■ **ÉNONCÉ DU PROBLÈME**: Repérez dans la liste ci-dessous chaque ligne qui contient le mot « platter », puis recopiez ces lignes.

■ **DONNÉES FOURNIES**:
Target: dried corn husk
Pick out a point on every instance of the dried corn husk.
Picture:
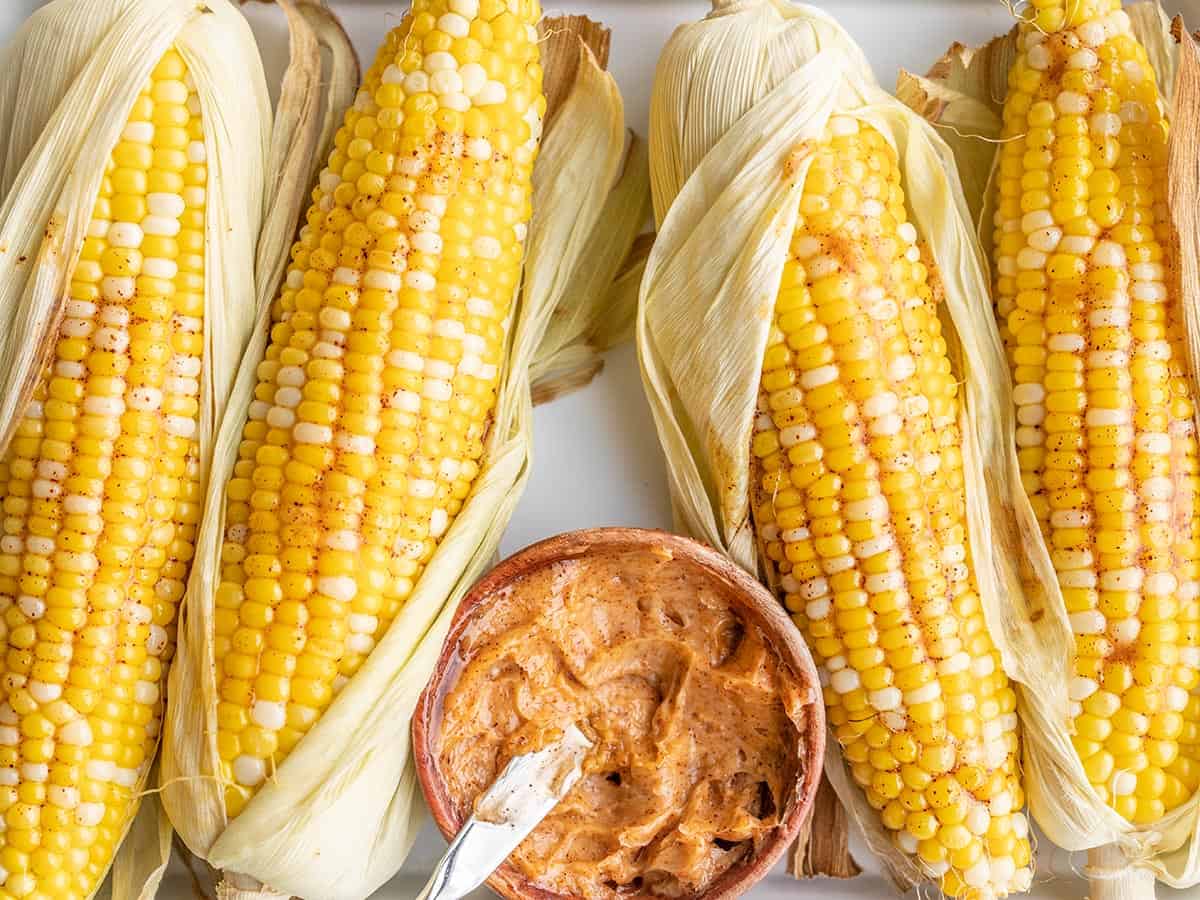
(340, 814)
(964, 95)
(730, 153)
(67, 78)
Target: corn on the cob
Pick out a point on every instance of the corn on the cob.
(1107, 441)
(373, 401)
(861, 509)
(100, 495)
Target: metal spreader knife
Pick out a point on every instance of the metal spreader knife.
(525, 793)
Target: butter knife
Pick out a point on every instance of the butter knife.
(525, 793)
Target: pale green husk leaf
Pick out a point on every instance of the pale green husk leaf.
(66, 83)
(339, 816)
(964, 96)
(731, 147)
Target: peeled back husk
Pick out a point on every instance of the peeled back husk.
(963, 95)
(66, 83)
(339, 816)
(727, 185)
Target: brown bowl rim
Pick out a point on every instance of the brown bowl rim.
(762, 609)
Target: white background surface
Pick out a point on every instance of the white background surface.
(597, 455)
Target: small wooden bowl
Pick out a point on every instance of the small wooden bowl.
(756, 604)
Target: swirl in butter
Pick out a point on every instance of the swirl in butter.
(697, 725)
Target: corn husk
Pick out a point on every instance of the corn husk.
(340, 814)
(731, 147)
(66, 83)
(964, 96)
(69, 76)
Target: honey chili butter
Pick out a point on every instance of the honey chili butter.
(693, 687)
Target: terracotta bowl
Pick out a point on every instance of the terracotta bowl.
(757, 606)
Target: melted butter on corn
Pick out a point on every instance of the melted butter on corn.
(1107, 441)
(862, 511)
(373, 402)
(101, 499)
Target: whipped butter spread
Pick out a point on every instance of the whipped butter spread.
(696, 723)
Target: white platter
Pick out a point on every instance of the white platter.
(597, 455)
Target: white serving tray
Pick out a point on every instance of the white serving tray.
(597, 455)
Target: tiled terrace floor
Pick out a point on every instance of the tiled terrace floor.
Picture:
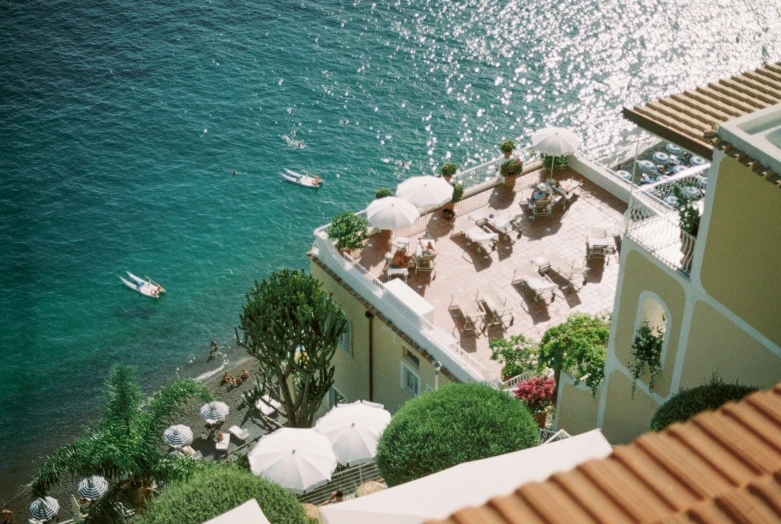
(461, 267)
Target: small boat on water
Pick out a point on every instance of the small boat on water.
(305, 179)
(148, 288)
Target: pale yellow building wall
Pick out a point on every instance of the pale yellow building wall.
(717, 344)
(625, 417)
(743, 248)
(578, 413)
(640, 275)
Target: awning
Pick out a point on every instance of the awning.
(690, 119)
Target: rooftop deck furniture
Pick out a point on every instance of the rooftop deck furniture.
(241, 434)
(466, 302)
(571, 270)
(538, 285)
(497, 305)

* * *

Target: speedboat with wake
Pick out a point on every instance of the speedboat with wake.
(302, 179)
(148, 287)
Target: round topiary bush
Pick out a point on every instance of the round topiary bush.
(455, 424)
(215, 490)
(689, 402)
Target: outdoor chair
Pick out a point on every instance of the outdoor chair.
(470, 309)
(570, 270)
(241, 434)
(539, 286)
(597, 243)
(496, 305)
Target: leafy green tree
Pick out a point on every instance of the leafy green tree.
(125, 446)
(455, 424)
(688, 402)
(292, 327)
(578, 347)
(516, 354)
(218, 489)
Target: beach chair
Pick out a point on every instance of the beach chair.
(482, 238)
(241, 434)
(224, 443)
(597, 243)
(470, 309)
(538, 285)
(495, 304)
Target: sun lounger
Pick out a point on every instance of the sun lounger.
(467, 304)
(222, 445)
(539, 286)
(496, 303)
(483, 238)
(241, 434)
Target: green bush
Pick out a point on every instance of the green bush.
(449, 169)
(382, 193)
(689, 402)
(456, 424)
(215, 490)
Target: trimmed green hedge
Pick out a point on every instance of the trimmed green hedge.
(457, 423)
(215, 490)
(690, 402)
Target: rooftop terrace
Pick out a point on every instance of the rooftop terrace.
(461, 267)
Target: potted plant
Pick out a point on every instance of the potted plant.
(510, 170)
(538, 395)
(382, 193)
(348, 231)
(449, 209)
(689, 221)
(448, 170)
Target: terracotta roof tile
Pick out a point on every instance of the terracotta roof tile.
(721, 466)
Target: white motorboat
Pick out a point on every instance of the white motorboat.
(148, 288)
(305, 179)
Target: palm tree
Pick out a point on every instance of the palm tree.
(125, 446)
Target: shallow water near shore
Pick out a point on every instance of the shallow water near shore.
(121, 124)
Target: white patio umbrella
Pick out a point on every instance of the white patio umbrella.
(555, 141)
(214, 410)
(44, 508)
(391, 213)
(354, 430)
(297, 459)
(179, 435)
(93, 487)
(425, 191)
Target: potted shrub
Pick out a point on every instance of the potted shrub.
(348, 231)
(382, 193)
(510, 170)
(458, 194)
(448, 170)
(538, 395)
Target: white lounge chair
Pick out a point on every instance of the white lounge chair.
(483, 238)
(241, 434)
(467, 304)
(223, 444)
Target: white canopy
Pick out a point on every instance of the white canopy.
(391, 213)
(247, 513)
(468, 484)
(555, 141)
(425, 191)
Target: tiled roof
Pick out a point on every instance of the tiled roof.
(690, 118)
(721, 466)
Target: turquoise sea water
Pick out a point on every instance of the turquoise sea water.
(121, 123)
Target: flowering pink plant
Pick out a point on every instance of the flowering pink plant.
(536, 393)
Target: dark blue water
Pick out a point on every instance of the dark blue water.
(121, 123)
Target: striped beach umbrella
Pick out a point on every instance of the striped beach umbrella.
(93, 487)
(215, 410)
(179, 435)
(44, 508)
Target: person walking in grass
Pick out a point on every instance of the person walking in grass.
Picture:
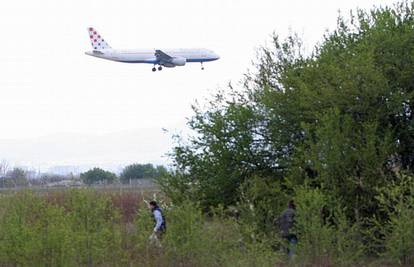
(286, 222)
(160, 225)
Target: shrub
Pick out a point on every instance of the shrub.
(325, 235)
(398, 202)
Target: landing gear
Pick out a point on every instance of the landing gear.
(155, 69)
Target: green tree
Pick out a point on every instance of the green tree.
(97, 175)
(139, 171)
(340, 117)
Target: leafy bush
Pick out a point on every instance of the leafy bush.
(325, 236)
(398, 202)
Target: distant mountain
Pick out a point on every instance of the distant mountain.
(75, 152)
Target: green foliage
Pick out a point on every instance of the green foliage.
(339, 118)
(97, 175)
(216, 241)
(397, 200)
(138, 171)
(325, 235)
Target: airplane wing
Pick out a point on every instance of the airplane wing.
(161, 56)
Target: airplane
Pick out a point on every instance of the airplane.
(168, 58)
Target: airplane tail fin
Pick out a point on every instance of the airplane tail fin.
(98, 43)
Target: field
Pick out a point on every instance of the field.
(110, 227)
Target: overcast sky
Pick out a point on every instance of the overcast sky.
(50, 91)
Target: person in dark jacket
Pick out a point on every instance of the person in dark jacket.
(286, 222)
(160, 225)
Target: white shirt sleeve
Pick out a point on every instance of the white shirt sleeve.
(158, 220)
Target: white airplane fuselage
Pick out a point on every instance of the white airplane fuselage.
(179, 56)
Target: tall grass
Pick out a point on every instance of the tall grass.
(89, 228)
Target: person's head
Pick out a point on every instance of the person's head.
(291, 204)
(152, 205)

■ **RÉSULTAT ATTENDU**:
Target: white platter
Pick out a point on every instance of the white platter.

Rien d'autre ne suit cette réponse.